» Task prompt
Leave out the pictures and reproduce all of the data exactly.

» Source material

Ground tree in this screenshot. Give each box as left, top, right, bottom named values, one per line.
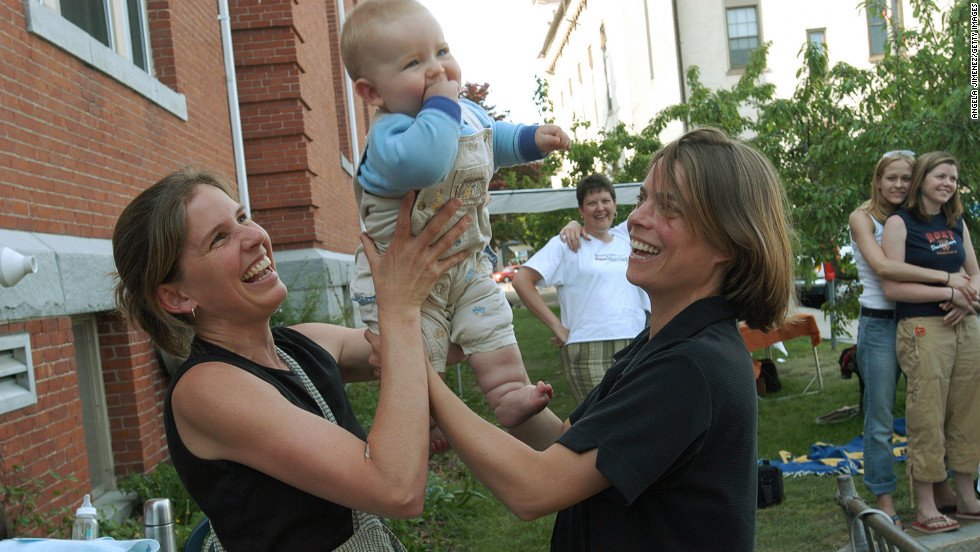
left=632, top=0, right=979, bottom=333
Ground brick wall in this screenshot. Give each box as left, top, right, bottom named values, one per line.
left=0, top=318, right=90, bottom=528
left=97, top=315, right=170, bottom=478
left=1, top=0, right=239, bottom=534
left=0, top=0, right=237, bottom=239
left=232, top=0, right=365, bottom=254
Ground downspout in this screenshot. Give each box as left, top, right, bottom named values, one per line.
left=336, top=0, right=363, bottom=230
left=671, top=0, right=689, bottom=132
left=217, top=0, right=250, bottom=215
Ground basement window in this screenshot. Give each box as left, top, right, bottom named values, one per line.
left=0, top=334, right=37, bottom=414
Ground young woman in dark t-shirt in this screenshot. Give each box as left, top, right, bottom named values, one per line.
left=881, top=151, right=980, bottom=535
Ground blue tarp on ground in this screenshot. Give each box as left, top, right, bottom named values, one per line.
left=760, top=418, right=907, bottom=477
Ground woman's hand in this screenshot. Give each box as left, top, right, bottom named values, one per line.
left=550, top=326, right=570, bottom=347
left=947, top=272, right=977, bottom=303
left=559, top=220, right=588, bottom=252
left=943, top=305, right=973, bottom=326
left=943, top=288, right=979, bottom=314
left=360, top=193, right=470, bottom=311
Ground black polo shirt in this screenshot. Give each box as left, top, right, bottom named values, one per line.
left=551, top=296, right=758, bottom=551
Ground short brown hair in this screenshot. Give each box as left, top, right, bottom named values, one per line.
left=906, top=151, right=962, bottom=228
left=576, top=173, right=615, bottom=208
left=112, top=167, right=238, bottom=357
left=649, top=127, right=796, bottom=331
left=340, top=0, right=429, bottom=81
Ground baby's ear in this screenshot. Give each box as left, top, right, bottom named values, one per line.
left=354, top=78, right=384, bottom=108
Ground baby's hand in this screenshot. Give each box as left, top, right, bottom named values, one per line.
left=535, top=124, right=571, bottom=155
left=424, top=79, right=460, bottom=104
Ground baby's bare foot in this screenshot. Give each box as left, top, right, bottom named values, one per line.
left=493, top=382, right=553, bottom=428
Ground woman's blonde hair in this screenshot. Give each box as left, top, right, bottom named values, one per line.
left=112, top=167, right=238, bottom=358
left=649, top=127, right=796, bottom=331
left=906, top=151, right=962, bottom=228
left=860, top=150, right=915, bottom=223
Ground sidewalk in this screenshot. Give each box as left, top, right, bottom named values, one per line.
left=837, top=521, right=980, bottom=551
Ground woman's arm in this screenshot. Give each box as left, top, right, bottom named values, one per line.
left=427, top=364, right=609, bottom=521
left=880, top=215, right=977, bottom=310
left=512, top=266, right=570, bottom=347
left=850, top=209, right=973, bottom=299
left=173, top=195, right=471, bottom=519
left=290, top=324, right=376, bottom=383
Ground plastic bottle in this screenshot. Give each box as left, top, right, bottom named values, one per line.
left=71, top=494, right=99, bottom=540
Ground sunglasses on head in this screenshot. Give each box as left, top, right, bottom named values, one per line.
left=882, top=150, right=915, bottom=158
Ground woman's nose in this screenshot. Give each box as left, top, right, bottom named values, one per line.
left=240, top=225, right=264, bottom=249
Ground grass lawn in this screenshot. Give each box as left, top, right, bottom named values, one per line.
left=349, top=306, right=909, bottom=551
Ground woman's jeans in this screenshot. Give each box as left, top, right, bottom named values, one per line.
left=856, top=315, right=902, bottom=496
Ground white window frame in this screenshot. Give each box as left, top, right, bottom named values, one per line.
left=0, top=333, right=37, bottom=414
left=807, top=28, right=826, bottom=55
left=24, top=0, right=187, bottom=120
left=867, top=0, right=901, bottom=58
left=725, top=4, right=761, bottom=70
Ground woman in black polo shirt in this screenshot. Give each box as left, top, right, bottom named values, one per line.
left=424, top=128, right=795, bottom=551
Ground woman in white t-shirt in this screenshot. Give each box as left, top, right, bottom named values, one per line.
left=514, top=174, right=648, bottom=403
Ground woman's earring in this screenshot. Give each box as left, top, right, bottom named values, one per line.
left=191, top=307, right=196, bottom=318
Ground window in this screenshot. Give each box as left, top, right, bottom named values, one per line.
left=807, top=28, right=826, bottom=55
left=47, top=0, right=151, bottom=71
left=867, top=0, right=901, bottom=57
left=61, top=0, right=111, bottom=47
left=600, top=23, right=613, bottom=111
left=72, top=317, right=116, bottom=496
left=727, top=6, right=760, bottom=68
left=24, top=0, right=186, bottom=119
left=0, top=333, right=36, bottom=415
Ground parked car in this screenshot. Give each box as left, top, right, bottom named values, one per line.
left=492, top=265, right=523, bottom=283
left=796, top=245, right=853, bottom=308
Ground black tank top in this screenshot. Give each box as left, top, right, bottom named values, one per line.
left=163, top=326, right=366, bottom=551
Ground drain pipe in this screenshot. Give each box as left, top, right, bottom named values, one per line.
left=217, top=0, right=250, bottom=215
left=337, top=0, right=360, bottom=171
left=336, top=0, right=364, bottom=231
left=671, top=0, right=689, bottom=133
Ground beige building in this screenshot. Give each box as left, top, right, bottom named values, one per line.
left=537, top=0, right=937, bottom=144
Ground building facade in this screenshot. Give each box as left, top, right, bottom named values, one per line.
left=1, top=0, right=369, bottom=529
left=538, top=0, right=930, bottom=144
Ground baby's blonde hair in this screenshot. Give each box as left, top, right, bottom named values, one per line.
left=341, top=0, right=430, bottom=81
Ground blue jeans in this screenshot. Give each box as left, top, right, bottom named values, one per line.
left=856, top=315, right=902, bottom=496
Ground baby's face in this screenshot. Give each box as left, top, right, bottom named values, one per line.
left=362, top=9, right=461, bottom=117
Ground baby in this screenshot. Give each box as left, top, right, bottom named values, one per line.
left=340, top=0, right=570, bottom=447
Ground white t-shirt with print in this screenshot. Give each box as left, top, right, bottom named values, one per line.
left=524, top=221, right=649, bottom=345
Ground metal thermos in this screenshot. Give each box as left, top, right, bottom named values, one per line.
left=144, top=498, right=178, bottom=552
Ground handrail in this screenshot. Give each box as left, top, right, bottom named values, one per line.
left=835, top=475, right=932, bottom=552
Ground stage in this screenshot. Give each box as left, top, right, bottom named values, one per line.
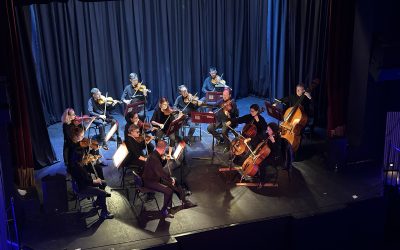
left=20, top=97, right=383, bottom=250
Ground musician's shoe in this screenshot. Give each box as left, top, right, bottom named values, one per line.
left=102, top=144, right=109, bottom=150
left=105, top=192, right=112, bottom=197
left=161, top=209, right=174, bottom=218
left=92, top=199, right=101, bottom=209
left=108, top=136, right=116, bottom=141
left=182, top=200, right=197, bottom=209
left=185, top=190, right=192, bottom=196
left=100, top=212, right=114, bottom=220
left=97, top=161, right=107, bottom=167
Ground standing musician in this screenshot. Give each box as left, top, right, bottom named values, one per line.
left=121, top=73, right=150, bottom=120
left=226, top=104, right=268, bottom=149
left=173, top=85, right=203, bottom=144
left=125, top=124, right=154, bottom=174
left=151, top=97, right=182, bottom=157
left=61, top=108, right=78, bottom=167
left=68, top=126, right=114, bottom=219
left=88, top=88, right=120, bottom=150
left=259, top=122, right=282, bottom=185
left=275, top=83, right=312, bottom=116
left=207, top=89, right=239, bottom=148
left=142, top=140, right=196, bottom=219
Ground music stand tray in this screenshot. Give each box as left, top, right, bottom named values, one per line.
left=265, top=101, right=283, bottom=121
left=191, top=112, right=216, bottom=124
left=124, top=101, right=145, bottom=116
left=166, top=115, right=186, bottom=136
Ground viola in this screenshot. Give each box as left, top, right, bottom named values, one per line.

» Written answer
Ground tree in this screenshot. Give each box as left, top, right, bottom named values, one per line.
left=632, top=0, right=979, bottom=333
Ground brick wall in this screenshot. Give each box as left, top, right, bottom named values, one per line.
left=0, top=318, right=90, bottom=528
left=97, top=315, right=170, bottom=478
left=1, top=0, right=239, bottom=534
left=0, top=0, right=237, bottom=239
left=232, top=0, right=365, bottom=254
Ground downspout in this screenshot. Give each box as left, top, right, bottom named values, one per line.
left=336, top=0, right=363, bottom=230
left=671, top=0, right=689, bottom=132
left=217, top=0, right=250, bottom=215
Ground basement window in this screenshot. Give each box as left, top, right, bottom named values, one per line.
left=0, top=334, right=37, bottom=414
Ground young woman in dark t-shirt in this screenshot. Give each box as left, top, right, bottom named values, one per line.
left=881, top=151, right=980, bottom=535
Ground blue tarp on ground in this screenshot. Give each box as left, top, right, bottom named values, one per line.
left=760, top=418, right=907, bottom=477
Ground woman's hand in this screenshot. Give each box as left, top, right, bottom named values, one per line.
left=550, top=326, right=570, bottom=347
left=947, top=272, right=977, bottom=303
left=559, top=220, right=588, bottom=252
left=943, top=305, right=973, bottom=326
left=943, top=288, right=979, bottom=314
left=360, top=193, right=470, bottom=311
Ground black polo shirt in this screenshot. Give each box as left, top, right, bottom named values, one per line.
left=551, top=296, right=758, bottom=551
Ground short brown hair in this screenshot. Give each box as left, top, right, bottom named values, one per line.
left=906, top=151, right=962, bottom=228
left=576, top=173, right=615, bottom=208
left=112, top=167, right=238, bottom=357
left=649, top=127, right=796, bottom=331
left=340, top=0, right=429, bottom=81
Ground baby's ear in this screenshot. Give each box as left, top, right, bottom named values, one per line.
left=354, top=78, right=384, bottom=108
Ground baby's hand in this screenshot. Give each box as left, top, right, bottom named values, one per line.
left=535, top=124, right=571, bottom=155
left=424, top=79, right=460, bottom=104
Ground baby's bare foot in this screenshot. Give each box as left, top, right, bottom named values, one per line.
left=493, top=382, right=553, bottom=428
Ground woman's blonde hair in this screenshot. Give each box as left, top, right, bottom named values, one per line.
left=112, top=167, right=238, bottom=358
left=649, top=127, right=796, bottom=331
left=906, top=151, right=962, bottom=228
left=860, top=150, right=915, bottom=223
Ground sidewalk in this screenshot. Give each box as left, top, right, bottom named values, one per line.
left=837, top=521, right=980, bottom=551
Ground woman's arm in this screenshot. Give each box as left, top, right, bottom named values, one per line.
left=427, top=364, right=609, bottom=521
left=880, top=215, right=977, bottom=310
left=512, top=266, right=570, bottom=347
left=850, top=209, right=973, bottom=299
left=173, top=195, right=471, bottom=519
left=290, top=324, right=376, bottom=383
Ground plastic bottle in this screenshot. Give each box as left, top, right, bottom named values, one per line.
left=71, top=494, right=99, bottom=540
Ground sunglasses on head in this screenshot. Give each box as left, top, right, bottom named values, one per line.
left=882, top=150, right=915, bottom=158
Ground woman's nose in this screenshot. Give each box as left, top, right, bottom named values, one per line.
left=240, top=225, right=264, bottom=249
Ground grass lawn in this screenshot. Give each box as left, top, right, bottom named values, one per line.
left=349, top=306, right=909, bottom=551
Ground woman's jeans in this screenshot. Give each box as left, top, right, bottom named values, one per line.
left=856, top=315, right=902, bottom=496
Ground white window frame in this screenshot. Give each box as left, top, right, bottom named values, one per line.
left=0, top=333, right=37, bottom=414
left=807, top=28, right=826, bottom=55
left=24, top=0, right=187, bottom=120
left=867, top=0, right=901, bottom=58
left=725, top=4, right=761, bottom=70
Ground woman in black polo shirt in this screenshot. Give each box as left, top, right, bottom named values, one per line.
left=424, top=128, right=795, bottom=551
Ground woman in white t-shirt in this screenshot. Give each box as left, top, right, bottom named values, one per line.
left=514, top=174, right=648, bottom=403
Ground woman's earring in this screenshot. Give each box as left, top, right, bottom named values, one per line.
left=191, top=307, right=196, bottom=318
Ground window in this screenshot. Give each box as left, top, right, bottom named values, one per line.
left=807, top=28, right=826, bottom=55
left=47, top=0, right=151, bottom=71
left=867, top=0, right=901, bottom=57
left=61, top=0, right=111, bottom=47
left=600, top=23, right=613, bottom=111
left=72, top=317, right=116, bottom=496
left=727, top=6, right=760, bottom=68
left=24, top=0, right=186, bottom=119
left=0, top=333, right=36, bottom=415
Ground parked car in this screenshot. Give each box as left, top, right, bottom named values, one per line.
left=492, top=265, right=523, bottom=283
left=796, top=245, right=853, bottom=308
Ground black tank top in this screenshot. Give each box as left, top, right, bottom named values, one per line.
left=163, top=326, right=366, bottom=551
Ground drain pipe in this screenshot. Give each box as left, top, right, bottom named values, one per line.
left=217, top=0, right=250, bottom=215
left=337, top=0, right=360, bottom=171
left=336, top=0, right=364, bottom=231
left=671, top=0, right=689, bottom=133
Ground beige building in this screenshot. Give each box as left, top, right, bottom named values, one per line.
left=537, top=0, right=937, bottom=144
Ground building facade in this screenshot. Give each box as left, top, right, bottom named values, one per line.
left=1, top=0, right=369, bottom=529
left=538, top=0, right=930, bottom=144
Ground baby's blonde hair in this screenshot. Give each box as left, top, right, bottom named values, one per line.
left=341, top=0, right=430, bottom=81
Ground blue jeans in this screenshot. Give each box as left, top, right, bottom named values, one per line.
left=856, top=315, right=902, bottom=496
Ground baby's face in this screenshot. Give each box as left, top, right, bottom named values, one per line.
left=362, top=9, right=461, bottom=117
Ground baby in this screenshot. Give each box as left, top, right, bottom named values, one per line.
left=340, top=0, right=570, bottom=447
Ground white t-shirt with print in this screenshot. Give each box as left, top, right, bottom named values, one per line.
left=524, top=221, right=649, bottom=345
Ground metal thermos in this screenshot. Give each box as left, top, right, bottom named values, one per line.
left=144, top=498, right=178, bottom=552
Ground handrail in this screenshot. Give each box as left, top, right, bottom named values, one per line.
left=835, top=475, right=932, bottom=552
Ground stage in this screenshot. Give each box as left, top, right, bottom named values, one per line.
left=20, top=97, right=383, bottom=250
Ground musician's shoe in this screenshot. Give each box as left, top, right, bottom named values, one per line.
left=102, top=144, right=109, bottom=150
left=105, top=192, right=112, bottom=197
left=161, top=209, right=174, bottom=218
left=92, top=199, right=101, bottom=209
left=108, top=136, right=116, bottom=141
left=182, top=200, right=197, bottom=209
left=185, top=190, right=192, bottom=196
left=100, top=212, right=114, bottom=220
left=97, top=161, right=107, bottom=167
Ground standing musician in this screenshot. Give each box as left, top, right, bottom named values, one per line.
left=121, top=73, right=150, bottom=120
left=226, top=104, right=268, bottom=149
left=173, top=85, right=203, bottom=144
left=125, top=124, right=154, bottom=174
left=151, top=97, right=182, bottom=157
left=61, top=108, right=78, bottom=167
left=68, top=126, right=114, bottom=219
left=88, top=88, right=120, bottom=150
left=259, top=122, right=282, bottom=185
left=275, top=83, right=312, bottom=116
left=207, top=89, right=239, bottom=148
left=142, top=140, right=196, bottom=219
Ground music stand tray in this screenshot. Give each box as left, top, right, bottom named values, one per line.
left=265, top=101, right=283, bottom=121
left=191, top=112, right=216, bottom=124
left=124, top=101, right=145, bottom=116
left=166, top=115, right=186, bottom=136
Ground viola in this screenshot. Give each box as left, top, right, bottom named values, one per line.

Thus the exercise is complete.